> WHAT IS NEEDED: Please rewrite the stretch of the records from their start through the line containing "left=113, top=322, right=142, bottom=349", putting "wooden box" in place of "wooden crate" and leaving everything else unchanged. Leave the pictures out of your answer.

> MATERIAL PROVIDED:
====================

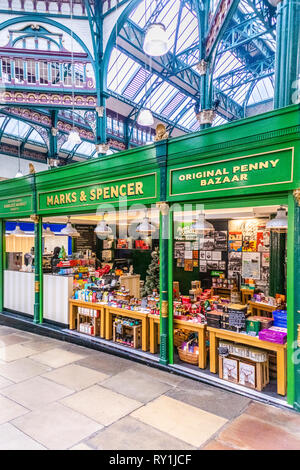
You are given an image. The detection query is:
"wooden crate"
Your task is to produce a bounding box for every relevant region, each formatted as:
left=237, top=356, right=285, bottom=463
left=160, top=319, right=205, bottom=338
left=219, top=356, right=270, bottom=391
left=113, top=322, right=142, bottom=349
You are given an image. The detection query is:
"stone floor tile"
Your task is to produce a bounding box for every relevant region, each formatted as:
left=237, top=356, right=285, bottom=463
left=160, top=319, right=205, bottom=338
left=131, top=362, right=184, bottom=385
left=101, top=369, right=171, bottom=403
left=61, top=385, right=142, bottom=426
left=31, top=348, right=84, bottom=368
left=0, top=396, right=28, bottom=424
left=69, top=443, right=94, bottom=450
left=0, top=375, right=13, bottom=390
left=1, top=377, right=74, bottom=410
left=201, top=439, right=240, bottom=450
left=131, top=396, right=227, bottom=447
left=78, top=351, right=132, bottom=375
left=0, top=333, right=29, bottom=348
left=43, top=364, right=109, bottom=391
left=87, top=416, right=195, bottom=450
left=0, top=357, right=51, bottom=382
left=26, top=337, right=60, bottom=353
left=166, top=380, right=250, bottom=419
left=246, top=402, right=300, bottom=438
left=218, top=414, right=300, bottom=450
left=0, top=342, right=35, bottom=362
left=0, top=423, right=45, bottom=450
left=12, top=403, right=102, bottom=450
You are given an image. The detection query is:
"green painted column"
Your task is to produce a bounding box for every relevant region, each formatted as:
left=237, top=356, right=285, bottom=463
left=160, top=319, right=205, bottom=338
left=274, top=0, right=300, bottom=108
left=32, top=216, right=43, bottom=323
left=155, top=140, right=172, bottom=364
left=269, top=228, right=286, bottom=297
left=0, top=219, right=5, bottom=312
left=287, top=192, right=300, bottom=411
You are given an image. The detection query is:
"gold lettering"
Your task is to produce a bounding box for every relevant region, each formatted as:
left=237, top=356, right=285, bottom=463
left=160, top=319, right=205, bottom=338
left=127, top=183, right=134, bottom=196
left=103, top=186, right=109, bottom=199
left=119, top=184, right=126, bottom=196
left=111, top=186, right=119, bottom=197
left=135, top=181, right=144, bottom=194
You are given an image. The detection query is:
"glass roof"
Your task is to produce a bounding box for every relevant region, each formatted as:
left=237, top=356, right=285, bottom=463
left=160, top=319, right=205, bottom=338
left=108, top=0, right=275, bottom=131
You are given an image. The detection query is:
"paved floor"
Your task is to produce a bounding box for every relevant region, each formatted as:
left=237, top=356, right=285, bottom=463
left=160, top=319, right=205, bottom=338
left=0, top=326, right=300, bottom=450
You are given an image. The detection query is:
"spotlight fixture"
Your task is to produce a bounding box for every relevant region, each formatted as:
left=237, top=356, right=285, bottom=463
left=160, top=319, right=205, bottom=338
left=191, top=212, right=215, bottom=235
left=266, top=206, right=288, bottom=233
left=60, top=217, right=80, bottom=238
left=143, top=23, right=170, bottom=57
left=137, top=108, right=154, bottom=126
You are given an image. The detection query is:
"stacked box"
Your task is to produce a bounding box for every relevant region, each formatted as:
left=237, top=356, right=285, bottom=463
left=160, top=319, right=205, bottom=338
left=206, top=310, right=223, bottom=328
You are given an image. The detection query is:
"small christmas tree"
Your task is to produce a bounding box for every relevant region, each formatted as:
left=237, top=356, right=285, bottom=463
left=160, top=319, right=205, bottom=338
left=141, top=249, right=159, bottom=297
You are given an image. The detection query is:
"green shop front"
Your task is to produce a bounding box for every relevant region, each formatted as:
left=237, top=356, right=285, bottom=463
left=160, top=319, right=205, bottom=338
left=0, top=106, right=300, bottom=409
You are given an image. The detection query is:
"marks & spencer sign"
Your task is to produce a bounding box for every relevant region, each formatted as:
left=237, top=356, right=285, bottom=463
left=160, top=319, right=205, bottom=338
left=169, top=147, right=294, bottom=196
left=38, top=173, right=157, bottom=210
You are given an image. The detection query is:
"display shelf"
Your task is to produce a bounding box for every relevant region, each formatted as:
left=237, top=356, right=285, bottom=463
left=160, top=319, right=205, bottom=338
left=207, top=326, right=287, bottom=396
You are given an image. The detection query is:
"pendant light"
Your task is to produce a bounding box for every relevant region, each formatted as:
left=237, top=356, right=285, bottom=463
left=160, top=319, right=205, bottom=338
left=143, top=23, right=170, bottom=57
left=191, top=212, right=215, bottom=235
left=11, top=222, right=26, bottom=237
left=60, top=217, right=80, bottom=238
left=135, top=213, right=156, bottom=235
left=15, top=119, right=24, bottom=178
left=42, top=226, right=55, bottom=237
left=266, top=206, right=288, bottom=233
left=94, top=217, right=112, bottom=238
left=67, top=0, right=82, bottom=147
left=67, top=129, right=82, bottom=146
left=137, top=108, right=154, bottom=126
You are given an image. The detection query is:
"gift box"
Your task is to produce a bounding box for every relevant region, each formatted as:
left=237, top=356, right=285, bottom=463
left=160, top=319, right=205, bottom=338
left=258, top=326, right=287, bottom=344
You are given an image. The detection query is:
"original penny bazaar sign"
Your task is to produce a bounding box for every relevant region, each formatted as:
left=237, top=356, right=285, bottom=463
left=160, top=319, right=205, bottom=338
left=169, top=147, right=294, bottom=196
left=0, top=195, right=33, bottom=217
left=38, top=173, right=157, bottom=210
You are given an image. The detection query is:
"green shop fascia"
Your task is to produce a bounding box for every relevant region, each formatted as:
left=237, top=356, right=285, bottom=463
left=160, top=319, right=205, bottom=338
left=0, top=105, right=300, bottom=411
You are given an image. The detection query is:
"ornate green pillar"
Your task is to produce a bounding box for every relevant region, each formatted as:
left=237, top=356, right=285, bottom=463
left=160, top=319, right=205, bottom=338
left=31, top=215, right=43, bottom=323
left=269, top=228, right=286, bottom=297
left=0, top=219, right=5, bottom=312
left=287, top=189, right=300, bottom=411
left=156, top=139, right=171, bottom=364
left=274, top=0, right=300, bottom=108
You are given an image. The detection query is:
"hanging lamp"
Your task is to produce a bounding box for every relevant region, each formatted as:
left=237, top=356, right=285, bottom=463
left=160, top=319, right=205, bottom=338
left=191, top=212, right=215, bottom=235
left=137, top=108, right=154, bottom=126
left=143, top=23, right=170, bottom=57
left=67, top=129, right=82, bottom=145
left=266, top=206, right=288, bottom=233
left=11, top=222, right=26, bottom=237
left=60, top=217, right=80, bottom=238
left=135, top=214, right=156, bottom=235
left=42, top=226, right=54, bottom=237
left=94, top=218, right=112, bottom=237
left=67, top=0, right=82, bottom=146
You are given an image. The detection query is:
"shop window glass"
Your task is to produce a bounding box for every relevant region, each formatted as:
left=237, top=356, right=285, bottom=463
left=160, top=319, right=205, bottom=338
left=39, top=62, right=49, bottom=85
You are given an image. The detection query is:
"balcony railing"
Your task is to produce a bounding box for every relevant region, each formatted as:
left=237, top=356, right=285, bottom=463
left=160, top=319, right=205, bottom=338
left=0, top=56, right=95, bottom=91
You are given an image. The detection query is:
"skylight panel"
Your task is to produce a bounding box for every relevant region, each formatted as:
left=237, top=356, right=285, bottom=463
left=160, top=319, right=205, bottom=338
left=4, top=119, right=30, bottom=139
left=28, top=129, right=45, bottom=145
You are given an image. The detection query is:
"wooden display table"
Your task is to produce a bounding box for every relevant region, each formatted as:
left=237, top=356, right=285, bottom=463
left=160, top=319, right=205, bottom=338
left=148, top=314, right=207, bottom=369
left=241, top=289, right=254, bottom=304
left=249, top=300, right=277, bottom=317
left=207, top=326, right=287, bottom=396
left=105, top=305, right=148, bottom=351
left=211, top=287, right=232, bottom=298
left=69, top=299, right=105, bottom=338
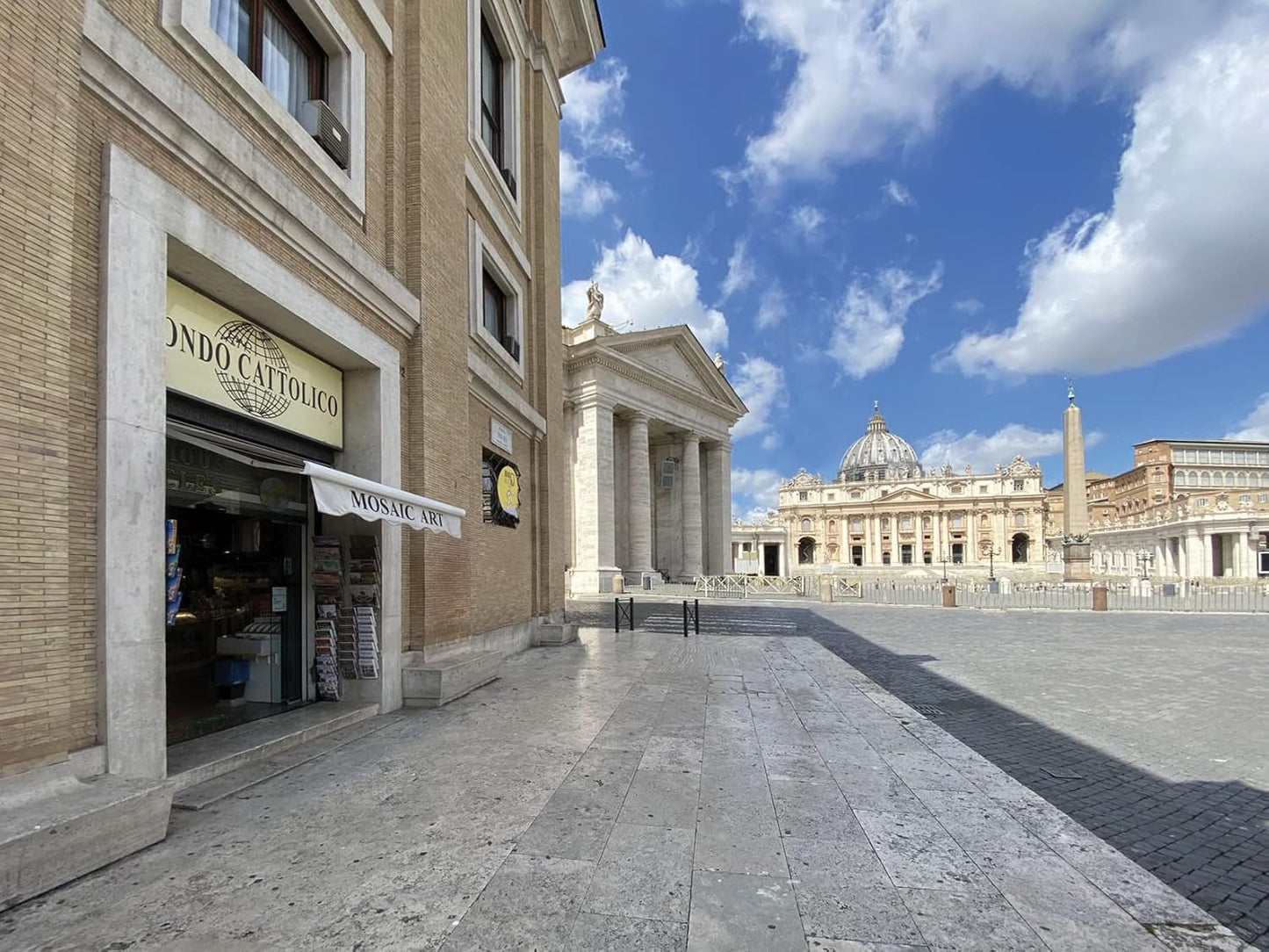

====================

> RESULT FOR THIS EXERCISE:
You are given an image. The detection query is:
"wooden box"
Your task is to produce a bounding box for every relevant region, each formatted as:
left=237, top=356, right=285, bottom=463
left=160, top=319, right=205, bottom=338
left=219, top=356, right=270, bottom=391
left=113, top=322, right=142, bottom=349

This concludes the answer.